━━ Text ━━

After the reception, and after we had revisited the space with a small group of people and talked for a while about the piece, I drove by the gallery. We had not cleaned up the glasses or wine bottles or put away the chairs. It was night and the lights inside were low. It was at this moment that the piece seemed fully realized to me––the two endeavors, creative and natural overlapping with us like in nature. Spider webs do look like some sort of measure of time, the radial strands like the hands of a clock. They represent time and what it has abandoned. I parked the car and looked in the window at this peculiar scene in the half-light: the circle of empty chairs, the debris, the drooping webs sparking overhead. I thought of the circular, lilting melody of the title, about passing an afternoon discussing art, these strange and pretty things we do before we’re gone. 


Wednesday, June 27, 2012

June 27
Kendall Mingey

This was a statue of a horse. But then it wasn’t exactly a horse. Or this horse was a little off. This whole piece was a little off. It was fantastic. 

I cannot figure out why this piece was so satisfying. So I looked for images of bronze sculptures of horses. First of all this was not bronze; it was stainless steel. The base was spelt maple, a wonderful detail. Second, this work didn’t really look like the sculptures that came up in my image search. Its legs were stumpy. Its body looked more like a dog, some kind of pointer. There were balls but the penis seemed to be missing or extremely retracted. His anus was exaggerated. His lips were slightly human and curled like Billy Idol’s signature snarl. Its jaw line was exaggerated and in fact his face resembled testicles and a penis (see for yourself!).

━━━
━━ Record set ━━

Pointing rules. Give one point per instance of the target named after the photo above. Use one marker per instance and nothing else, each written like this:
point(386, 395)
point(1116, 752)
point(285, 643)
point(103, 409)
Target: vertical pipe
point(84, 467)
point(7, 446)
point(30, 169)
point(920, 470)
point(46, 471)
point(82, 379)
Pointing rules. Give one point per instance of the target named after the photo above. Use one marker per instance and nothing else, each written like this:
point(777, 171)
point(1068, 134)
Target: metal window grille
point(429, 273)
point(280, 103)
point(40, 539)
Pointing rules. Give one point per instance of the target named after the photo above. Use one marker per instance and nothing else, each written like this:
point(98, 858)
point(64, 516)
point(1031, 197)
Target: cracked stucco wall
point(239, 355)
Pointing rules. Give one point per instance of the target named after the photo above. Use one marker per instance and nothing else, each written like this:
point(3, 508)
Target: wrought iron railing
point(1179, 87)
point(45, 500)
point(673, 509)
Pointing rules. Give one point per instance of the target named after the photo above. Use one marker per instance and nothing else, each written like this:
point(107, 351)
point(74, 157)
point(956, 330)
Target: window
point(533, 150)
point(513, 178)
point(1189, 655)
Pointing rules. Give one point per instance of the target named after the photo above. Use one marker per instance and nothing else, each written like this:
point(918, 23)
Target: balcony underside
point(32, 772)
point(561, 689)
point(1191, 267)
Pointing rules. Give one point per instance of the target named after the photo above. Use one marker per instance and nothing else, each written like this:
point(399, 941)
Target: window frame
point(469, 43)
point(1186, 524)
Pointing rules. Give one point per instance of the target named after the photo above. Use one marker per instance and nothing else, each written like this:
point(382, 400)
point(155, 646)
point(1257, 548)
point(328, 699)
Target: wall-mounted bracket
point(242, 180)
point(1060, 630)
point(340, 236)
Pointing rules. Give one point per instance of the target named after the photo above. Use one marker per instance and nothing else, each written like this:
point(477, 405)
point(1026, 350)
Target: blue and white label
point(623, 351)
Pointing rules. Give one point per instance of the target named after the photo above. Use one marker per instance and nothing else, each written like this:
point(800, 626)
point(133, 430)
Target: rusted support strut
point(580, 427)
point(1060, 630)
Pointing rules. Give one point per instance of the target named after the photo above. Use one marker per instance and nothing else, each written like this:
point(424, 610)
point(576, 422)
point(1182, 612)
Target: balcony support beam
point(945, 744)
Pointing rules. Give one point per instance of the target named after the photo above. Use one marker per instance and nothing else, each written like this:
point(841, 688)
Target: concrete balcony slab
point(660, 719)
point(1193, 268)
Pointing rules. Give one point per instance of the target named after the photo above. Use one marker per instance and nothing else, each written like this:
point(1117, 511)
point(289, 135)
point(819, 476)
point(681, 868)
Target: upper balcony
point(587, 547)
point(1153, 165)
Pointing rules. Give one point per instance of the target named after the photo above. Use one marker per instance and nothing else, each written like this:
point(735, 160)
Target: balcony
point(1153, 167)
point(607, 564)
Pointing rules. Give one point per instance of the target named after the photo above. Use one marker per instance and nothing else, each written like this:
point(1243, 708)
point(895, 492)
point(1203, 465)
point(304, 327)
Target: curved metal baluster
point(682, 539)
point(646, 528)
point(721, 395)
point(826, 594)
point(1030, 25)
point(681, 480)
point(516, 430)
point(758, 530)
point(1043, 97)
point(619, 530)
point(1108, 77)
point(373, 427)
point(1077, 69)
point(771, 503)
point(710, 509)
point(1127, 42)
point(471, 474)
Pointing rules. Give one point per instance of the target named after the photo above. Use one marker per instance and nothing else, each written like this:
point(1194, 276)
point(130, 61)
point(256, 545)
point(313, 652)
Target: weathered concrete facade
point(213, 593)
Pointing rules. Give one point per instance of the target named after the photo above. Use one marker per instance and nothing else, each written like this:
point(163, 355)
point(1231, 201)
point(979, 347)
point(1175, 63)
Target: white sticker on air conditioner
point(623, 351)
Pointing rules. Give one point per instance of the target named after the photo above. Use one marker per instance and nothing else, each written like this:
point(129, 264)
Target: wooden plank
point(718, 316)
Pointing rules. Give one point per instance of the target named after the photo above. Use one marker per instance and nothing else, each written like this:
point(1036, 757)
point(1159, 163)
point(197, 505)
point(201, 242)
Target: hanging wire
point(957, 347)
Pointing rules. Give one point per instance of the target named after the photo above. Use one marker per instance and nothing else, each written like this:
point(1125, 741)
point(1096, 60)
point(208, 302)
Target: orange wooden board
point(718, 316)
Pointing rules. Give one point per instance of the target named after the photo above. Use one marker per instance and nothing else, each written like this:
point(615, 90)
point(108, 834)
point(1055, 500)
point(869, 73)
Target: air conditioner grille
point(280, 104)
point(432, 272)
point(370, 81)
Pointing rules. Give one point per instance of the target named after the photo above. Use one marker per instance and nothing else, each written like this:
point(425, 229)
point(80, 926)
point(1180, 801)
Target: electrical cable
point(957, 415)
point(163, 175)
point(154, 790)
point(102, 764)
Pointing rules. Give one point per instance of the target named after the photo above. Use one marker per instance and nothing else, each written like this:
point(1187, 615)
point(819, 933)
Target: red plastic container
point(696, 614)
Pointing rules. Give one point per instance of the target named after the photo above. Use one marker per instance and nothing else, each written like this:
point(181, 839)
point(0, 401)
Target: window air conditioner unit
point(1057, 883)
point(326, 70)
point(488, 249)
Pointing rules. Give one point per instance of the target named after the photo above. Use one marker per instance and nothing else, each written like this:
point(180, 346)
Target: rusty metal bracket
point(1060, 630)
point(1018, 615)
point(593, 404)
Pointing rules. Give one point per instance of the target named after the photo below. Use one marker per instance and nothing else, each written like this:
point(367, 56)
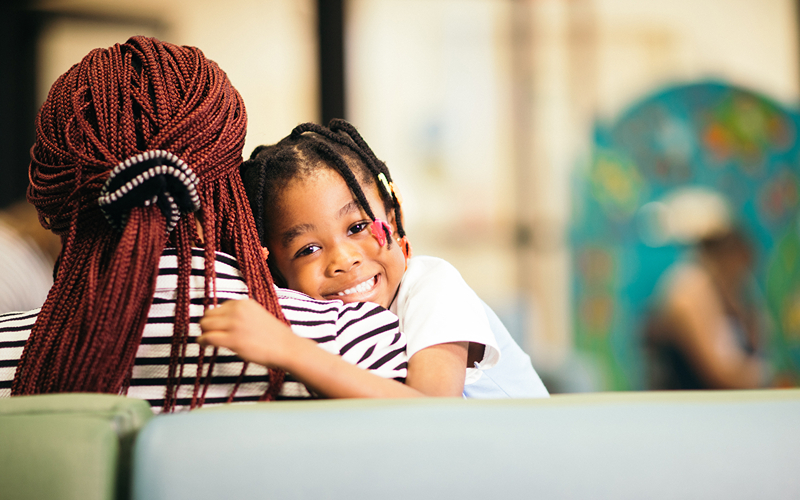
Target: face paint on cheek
point(380, 230)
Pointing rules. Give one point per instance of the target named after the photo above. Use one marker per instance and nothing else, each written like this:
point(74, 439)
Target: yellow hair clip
point(390, 187)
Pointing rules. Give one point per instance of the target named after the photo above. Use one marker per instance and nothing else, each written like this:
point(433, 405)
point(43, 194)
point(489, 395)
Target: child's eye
point(358, 227)
point(306, 251)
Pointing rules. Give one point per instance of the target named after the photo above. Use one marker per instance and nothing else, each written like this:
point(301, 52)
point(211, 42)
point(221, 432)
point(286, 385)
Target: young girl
point(328, 211)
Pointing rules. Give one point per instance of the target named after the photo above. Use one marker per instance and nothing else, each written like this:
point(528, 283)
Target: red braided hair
point(117, 102)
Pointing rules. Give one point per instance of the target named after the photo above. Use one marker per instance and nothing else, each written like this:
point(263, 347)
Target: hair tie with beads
point(154, 177)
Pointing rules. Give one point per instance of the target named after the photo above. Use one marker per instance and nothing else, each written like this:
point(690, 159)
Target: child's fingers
point(215, 321)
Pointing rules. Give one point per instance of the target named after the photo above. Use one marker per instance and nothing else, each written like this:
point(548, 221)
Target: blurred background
point(540, 146)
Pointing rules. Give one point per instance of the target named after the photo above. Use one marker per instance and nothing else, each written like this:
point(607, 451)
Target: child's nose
point(344, 258)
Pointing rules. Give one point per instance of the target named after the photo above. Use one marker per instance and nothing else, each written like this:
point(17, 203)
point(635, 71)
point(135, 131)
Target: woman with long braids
point(331, 216)
point(136, 168)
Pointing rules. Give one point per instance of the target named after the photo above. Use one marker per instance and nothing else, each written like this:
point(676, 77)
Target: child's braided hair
point(108, 125)
point(308, 148)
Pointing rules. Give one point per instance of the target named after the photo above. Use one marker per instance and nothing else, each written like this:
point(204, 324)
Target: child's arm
point(247, 329)
point(438, 370)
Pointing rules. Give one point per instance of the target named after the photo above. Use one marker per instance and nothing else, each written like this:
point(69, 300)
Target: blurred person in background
point(706, 329)
point(27, 255)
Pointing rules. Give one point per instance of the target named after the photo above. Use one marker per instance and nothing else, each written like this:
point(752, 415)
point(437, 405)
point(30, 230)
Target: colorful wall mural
point(728, 139)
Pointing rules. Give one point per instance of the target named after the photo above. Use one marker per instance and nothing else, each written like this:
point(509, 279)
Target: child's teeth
point(360, 288)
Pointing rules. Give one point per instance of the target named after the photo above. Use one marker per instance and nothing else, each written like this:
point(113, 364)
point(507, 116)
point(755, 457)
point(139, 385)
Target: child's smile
point(322, 245)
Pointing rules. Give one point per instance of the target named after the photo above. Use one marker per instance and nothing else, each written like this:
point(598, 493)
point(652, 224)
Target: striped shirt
point(364, 334)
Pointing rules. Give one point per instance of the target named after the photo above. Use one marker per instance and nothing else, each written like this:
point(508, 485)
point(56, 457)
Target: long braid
point(115, 103)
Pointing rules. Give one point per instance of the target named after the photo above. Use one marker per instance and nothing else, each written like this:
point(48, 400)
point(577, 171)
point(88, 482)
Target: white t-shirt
point(436, 306)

━━━

Given instruction 1
In the text about the gallery pieces, what material was the horse statue made of?
Given instruction 2
Pick up the text about the gallery pieces after its last sentence and keep it going.

Reply 1
Stainless steel.

Reply 2
I am falling into straight description, I know. But every detail of this work delivered something. I don’t know what any of it meant. But it was funny and strange and I haven’t seen a work like it before.


Tuesday, June 26, 2012

June 26
Nathalie Shepherd
Daisies Never Tell

There was an article by Jordan Kantor in the November 2004 issue of ARTFORUM called “The Tuymans Effect”. It named “…distinctively crude rendering, his chalky palette and limited chromatic range, his use of photographic and filmic sources and cropping techniques…” as some characteristics of the artist’s work and subsequently the work of some of his admirers.

I can see the influences in this the piece titled Daisies Never Tell. I see Tuymans of course and Marlene Dumas. In the installation approach I recognize Karen Kilimnick and Elizabeth Peyton. There is nothing wrong with building a vocabulary based on the work of established professionals. But I also believe that in every artist is the capacity for unique solutions and a voice that can be attributed to none other than the artist.

A writer and friend I admire very much once said, regarding influence—and I’m definitely paraphrasing here­­––to copy the writer you admire, to follow him to the edge of the pier and then push him in.

An artist I met only once but had a wonderful conversation with had moved from Istambul to New York. She said something like, as an artist you must leave your family. Then, she clarified that you did not have to become estranged. You just needed to get far enough to escape their expectations and limitations.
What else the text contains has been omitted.